### Given task A:
Report each line of the records below that contains the word "woman", giving every such line in full. Letter case counts.

━━ Document section

I like Valentine’s Day because it gives me an excuse to watch people talk about their loved ones. Their eyes start to rove around the room as they smile a little in spite of themselves and their shoulders relax. People are endearing when they talk about what is dear to them.
But the loves we celebrate at this time of year tend to rest around the same temperature — hot, heavy and romantic. Feb. 14 ought to be a time for us to celebrate all kinds of loves, past and present.
After making waves with Jonny Appleseed in 2018, Treaty 1 storyteller Joshua Whitehead’s latest virtuosic collection of essays Making Love with the Land certifies his visionary capacities while paying tribute to a variety of great loves in the writer’s life.
Part tribute to a love post-break-up and part generous disclosure of the storyteller’s journey to self-love, Making Love is a pensive assemblage of many of Whitehead’s cherished memories with people he loves.
Essay collections can be Frankensteinian in their make-up, often lassoing scattered published and unfinished pieces across an author’s life and ordering them together as loosely related opinion writing. But Whitehead’s essays cohere in style and subject, not just as afterthoughts piled together.
The essays also entirely sidestep divisions between fiction and nonfiction, and deploy an authorial voice of many attitudes rather than a monolithic one.

━━━━

### Given task B:
Please reproduce the passage of the book review above, starting with "But the loves" and going on through "past and present.".

━━ Provided entries

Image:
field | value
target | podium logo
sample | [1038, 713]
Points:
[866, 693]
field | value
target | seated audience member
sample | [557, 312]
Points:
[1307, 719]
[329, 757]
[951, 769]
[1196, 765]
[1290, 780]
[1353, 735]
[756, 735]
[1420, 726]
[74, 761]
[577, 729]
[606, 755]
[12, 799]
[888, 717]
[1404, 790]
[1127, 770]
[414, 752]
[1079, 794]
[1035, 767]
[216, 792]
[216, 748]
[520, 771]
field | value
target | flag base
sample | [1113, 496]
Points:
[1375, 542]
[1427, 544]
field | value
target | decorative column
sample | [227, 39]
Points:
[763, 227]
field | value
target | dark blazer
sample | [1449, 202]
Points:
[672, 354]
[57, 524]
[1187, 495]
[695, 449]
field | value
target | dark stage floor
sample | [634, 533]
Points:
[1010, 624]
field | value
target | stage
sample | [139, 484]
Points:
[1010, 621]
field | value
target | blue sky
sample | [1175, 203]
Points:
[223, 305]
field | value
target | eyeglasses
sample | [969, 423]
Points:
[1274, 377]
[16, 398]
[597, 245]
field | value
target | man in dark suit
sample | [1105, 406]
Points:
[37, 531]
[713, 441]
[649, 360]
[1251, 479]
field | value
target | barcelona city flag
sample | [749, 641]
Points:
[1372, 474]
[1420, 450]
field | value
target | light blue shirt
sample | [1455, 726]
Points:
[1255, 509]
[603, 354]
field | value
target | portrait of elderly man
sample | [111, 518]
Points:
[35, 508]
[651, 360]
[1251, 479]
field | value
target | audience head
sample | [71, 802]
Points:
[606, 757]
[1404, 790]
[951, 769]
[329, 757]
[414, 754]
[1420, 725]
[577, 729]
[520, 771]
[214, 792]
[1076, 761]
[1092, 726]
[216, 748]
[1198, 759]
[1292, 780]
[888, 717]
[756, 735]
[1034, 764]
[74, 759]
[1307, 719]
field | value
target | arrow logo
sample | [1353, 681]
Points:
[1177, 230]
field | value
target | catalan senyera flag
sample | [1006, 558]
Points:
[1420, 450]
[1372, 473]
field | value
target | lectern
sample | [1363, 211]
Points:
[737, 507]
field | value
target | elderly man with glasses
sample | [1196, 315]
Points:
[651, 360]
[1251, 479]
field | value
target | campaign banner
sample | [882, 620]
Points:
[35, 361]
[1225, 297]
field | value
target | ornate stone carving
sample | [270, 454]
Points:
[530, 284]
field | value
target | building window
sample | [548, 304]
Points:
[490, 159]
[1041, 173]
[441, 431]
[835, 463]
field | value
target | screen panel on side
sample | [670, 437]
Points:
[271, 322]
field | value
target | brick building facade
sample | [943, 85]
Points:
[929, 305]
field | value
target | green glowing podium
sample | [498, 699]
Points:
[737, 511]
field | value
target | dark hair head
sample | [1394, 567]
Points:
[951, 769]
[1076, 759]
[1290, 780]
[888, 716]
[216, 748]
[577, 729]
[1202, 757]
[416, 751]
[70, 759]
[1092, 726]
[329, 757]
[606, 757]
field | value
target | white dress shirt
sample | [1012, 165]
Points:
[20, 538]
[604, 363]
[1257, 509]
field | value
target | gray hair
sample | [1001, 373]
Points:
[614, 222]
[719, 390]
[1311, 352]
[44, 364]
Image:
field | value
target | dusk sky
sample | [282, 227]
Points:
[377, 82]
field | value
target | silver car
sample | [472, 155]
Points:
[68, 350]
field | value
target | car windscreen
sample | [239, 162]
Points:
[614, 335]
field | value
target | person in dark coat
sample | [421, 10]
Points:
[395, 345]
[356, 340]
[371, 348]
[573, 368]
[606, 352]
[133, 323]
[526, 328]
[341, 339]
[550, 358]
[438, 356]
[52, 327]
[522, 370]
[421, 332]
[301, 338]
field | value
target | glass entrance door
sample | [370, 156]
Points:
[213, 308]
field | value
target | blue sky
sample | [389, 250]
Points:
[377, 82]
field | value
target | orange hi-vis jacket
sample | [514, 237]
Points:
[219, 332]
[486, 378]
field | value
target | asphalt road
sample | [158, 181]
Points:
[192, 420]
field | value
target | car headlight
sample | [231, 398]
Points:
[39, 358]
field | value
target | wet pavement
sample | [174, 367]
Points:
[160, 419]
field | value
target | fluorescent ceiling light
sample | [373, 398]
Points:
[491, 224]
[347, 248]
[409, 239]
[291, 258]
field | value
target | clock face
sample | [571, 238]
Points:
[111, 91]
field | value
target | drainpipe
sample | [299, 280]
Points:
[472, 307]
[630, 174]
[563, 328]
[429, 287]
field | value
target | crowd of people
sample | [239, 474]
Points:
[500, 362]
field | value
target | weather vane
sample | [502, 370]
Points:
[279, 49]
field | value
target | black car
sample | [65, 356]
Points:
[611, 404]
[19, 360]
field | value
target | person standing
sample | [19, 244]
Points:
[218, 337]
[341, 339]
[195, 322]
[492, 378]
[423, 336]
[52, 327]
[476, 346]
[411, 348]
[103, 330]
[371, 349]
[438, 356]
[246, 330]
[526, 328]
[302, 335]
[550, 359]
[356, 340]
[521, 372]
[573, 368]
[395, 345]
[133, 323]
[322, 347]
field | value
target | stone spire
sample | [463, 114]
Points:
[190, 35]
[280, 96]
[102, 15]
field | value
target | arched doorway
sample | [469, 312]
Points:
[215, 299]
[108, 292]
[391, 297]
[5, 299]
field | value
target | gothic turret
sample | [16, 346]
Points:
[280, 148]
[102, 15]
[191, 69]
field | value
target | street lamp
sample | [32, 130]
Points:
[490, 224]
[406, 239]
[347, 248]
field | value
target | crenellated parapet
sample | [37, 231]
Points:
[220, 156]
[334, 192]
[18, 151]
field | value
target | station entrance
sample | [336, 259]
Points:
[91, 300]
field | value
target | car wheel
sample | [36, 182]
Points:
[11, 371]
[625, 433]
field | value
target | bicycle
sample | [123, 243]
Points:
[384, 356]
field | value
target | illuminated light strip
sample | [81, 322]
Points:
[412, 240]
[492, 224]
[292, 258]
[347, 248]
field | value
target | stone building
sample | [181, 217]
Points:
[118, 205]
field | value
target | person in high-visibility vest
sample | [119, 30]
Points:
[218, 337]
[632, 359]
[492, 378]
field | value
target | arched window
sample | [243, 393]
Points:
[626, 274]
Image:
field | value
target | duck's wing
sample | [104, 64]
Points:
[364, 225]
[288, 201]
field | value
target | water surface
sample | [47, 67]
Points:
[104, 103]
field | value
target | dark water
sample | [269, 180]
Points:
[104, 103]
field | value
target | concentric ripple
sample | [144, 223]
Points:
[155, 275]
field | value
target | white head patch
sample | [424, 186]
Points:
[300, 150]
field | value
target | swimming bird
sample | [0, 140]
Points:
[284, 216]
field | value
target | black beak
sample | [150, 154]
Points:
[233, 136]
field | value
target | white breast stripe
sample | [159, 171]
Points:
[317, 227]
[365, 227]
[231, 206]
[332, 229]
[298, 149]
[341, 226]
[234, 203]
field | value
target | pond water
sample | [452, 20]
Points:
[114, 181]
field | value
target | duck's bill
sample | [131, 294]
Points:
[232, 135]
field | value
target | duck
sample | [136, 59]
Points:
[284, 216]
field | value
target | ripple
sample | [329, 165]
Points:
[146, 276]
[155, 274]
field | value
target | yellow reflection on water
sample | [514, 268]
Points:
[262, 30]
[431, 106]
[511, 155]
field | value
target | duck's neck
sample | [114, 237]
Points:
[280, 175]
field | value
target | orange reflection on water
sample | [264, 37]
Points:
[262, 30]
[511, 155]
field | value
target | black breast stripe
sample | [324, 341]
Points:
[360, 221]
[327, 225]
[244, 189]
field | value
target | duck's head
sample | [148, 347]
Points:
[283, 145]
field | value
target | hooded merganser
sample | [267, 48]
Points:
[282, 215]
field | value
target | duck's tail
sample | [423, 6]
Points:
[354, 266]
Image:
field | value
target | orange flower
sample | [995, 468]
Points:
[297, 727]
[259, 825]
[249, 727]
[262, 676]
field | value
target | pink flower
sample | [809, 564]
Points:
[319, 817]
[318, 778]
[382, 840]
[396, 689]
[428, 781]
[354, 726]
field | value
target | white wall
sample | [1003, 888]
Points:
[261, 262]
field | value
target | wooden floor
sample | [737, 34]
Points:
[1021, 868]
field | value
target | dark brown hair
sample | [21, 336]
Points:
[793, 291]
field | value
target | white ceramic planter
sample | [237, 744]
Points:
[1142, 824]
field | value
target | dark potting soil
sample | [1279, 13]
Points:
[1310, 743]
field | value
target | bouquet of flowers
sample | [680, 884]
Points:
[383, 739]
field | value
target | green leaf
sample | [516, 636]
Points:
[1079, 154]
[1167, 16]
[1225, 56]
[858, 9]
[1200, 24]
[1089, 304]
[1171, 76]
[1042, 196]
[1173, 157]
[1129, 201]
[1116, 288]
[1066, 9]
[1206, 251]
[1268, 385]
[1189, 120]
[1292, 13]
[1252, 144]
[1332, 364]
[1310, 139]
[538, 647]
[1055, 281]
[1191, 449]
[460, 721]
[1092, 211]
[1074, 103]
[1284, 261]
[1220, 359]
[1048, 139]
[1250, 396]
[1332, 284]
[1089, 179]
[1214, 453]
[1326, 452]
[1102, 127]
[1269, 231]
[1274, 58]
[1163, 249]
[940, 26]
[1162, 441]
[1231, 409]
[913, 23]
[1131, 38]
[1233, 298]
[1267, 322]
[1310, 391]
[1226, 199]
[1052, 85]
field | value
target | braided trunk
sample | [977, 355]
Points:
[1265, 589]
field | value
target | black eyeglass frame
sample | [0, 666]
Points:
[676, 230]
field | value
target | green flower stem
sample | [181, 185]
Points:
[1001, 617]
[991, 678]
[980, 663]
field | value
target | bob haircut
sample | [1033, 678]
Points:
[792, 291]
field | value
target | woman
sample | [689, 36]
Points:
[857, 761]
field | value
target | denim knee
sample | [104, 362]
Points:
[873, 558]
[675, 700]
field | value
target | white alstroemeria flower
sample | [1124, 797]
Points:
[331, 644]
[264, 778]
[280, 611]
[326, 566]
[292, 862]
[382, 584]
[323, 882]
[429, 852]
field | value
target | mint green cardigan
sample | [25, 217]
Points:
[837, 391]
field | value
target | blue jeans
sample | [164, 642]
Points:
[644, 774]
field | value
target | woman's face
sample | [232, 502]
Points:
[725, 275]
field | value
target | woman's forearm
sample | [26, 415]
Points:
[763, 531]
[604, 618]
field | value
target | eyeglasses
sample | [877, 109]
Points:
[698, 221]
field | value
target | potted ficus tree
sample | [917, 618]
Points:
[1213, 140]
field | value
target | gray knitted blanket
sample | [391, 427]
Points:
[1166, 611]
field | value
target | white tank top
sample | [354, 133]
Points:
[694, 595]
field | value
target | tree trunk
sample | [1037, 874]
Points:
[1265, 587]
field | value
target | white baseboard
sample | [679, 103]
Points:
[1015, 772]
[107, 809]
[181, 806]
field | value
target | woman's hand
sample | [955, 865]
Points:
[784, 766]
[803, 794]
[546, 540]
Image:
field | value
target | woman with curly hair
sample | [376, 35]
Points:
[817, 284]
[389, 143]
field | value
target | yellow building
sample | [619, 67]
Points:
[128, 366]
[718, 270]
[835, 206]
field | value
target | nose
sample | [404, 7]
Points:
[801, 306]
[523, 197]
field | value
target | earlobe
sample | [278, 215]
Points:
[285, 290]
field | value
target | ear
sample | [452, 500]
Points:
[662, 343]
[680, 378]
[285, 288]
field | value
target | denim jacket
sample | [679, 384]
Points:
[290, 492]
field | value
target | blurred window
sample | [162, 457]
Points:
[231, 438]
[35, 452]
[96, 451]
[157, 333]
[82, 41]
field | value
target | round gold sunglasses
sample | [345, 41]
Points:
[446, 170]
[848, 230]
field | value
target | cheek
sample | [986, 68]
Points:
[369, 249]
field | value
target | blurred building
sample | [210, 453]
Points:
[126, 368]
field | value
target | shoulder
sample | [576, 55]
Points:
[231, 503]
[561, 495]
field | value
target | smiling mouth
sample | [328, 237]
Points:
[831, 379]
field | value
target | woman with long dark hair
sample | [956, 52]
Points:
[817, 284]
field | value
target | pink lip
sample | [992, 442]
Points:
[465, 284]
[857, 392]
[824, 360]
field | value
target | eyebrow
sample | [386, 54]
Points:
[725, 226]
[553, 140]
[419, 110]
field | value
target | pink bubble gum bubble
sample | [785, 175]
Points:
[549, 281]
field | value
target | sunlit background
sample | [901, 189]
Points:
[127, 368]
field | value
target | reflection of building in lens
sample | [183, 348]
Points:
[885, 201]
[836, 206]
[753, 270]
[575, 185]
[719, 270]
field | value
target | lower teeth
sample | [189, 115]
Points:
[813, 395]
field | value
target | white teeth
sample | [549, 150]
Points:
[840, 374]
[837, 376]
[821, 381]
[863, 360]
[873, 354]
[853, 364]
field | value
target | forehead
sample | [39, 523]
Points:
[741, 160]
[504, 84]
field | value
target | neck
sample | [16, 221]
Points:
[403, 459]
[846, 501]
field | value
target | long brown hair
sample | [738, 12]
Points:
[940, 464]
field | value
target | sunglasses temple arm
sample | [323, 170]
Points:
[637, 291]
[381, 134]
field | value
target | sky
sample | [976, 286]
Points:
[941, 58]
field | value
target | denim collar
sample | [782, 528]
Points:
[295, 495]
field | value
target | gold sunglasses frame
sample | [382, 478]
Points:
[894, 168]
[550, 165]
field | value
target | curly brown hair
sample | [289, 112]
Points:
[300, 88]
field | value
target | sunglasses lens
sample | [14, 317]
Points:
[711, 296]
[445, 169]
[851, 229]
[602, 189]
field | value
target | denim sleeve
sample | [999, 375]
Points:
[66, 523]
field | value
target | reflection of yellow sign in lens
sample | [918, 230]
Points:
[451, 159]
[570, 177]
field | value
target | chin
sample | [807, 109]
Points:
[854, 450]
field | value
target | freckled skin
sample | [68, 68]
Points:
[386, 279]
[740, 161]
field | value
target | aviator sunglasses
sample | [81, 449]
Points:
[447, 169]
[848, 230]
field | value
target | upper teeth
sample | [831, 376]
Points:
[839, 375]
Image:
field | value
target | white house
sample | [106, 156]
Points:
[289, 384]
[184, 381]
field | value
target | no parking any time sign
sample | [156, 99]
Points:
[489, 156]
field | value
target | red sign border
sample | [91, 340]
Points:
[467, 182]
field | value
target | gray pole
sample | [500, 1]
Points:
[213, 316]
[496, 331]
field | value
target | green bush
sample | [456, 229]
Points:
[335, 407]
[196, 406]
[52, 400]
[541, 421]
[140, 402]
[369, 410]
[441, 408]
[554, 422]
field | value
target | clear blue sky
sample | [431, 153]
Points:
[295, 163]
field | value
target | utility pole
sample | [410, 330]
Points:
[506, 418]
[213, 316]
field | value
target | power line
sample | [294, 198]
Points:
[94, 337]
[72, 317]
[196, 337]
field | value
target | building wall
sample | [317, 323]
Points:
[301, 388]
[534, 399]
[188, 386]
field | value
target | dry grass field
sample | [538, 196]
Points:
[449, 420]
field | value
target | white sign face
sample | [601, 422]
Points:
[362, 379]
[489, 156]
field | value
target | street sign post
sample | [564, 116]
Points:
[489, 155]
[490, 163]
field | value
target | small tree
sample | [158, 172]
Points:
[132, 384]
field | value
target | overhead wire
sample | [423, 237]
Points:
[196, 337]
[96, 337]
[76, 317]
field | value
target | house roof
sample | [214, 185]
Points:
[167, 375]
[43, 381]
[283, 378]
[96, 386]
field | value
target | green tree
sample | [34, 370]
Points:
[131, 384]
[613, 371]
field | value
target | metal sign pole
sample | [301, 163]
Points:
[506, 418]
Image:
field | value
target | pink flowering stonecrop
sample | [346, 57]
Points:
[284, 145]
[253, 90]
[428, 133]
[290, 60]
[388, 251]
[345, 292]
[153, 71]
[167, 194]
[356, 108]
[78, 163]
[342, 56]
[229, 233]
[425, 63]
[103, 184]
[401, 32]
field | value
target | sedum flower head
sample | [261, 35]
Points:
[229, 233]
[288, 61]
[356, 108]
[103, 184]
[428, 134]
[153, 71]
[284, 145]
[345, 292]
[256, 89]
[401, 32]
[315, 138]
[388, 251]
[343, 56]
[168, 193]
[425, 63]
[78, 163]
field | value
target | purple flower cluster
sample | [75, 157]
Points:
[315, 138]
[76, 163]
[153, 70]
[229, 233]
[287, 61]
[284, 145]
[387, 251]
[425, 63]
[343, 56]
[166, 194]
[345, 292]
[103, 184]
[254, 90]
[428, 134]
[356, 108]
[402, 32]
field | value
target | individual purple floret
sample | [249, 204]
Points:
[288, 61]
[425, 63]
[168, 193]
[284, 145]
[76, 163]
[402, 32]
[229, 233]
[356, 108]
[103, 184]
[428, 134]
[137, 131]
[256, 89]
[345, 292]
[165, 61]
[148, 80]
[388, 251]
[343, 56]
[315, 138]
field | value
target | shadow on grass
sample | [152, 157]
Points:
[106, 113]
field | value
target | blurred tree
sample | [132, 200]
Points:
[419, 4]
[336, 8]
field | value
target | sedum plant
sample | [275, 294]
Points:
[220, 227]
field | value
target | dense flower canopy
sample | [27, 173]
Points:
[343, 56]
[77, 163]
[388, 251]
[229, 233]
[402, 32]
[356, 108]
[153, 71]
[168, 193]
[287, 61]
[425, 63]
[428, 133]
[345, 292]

━━━━

### Response A:
target | woman
target | woman's face
target | woman's forearm
target | woman's hand
target | woman with curly hair
target | woman with long dark hair

### Response B:
But the loves we celebrate at this time of year tend to rest around the same temperature — hot, heavy and romantic. Feb. 14 ought to be a time for us to celebrate all kinds of loves, past and present.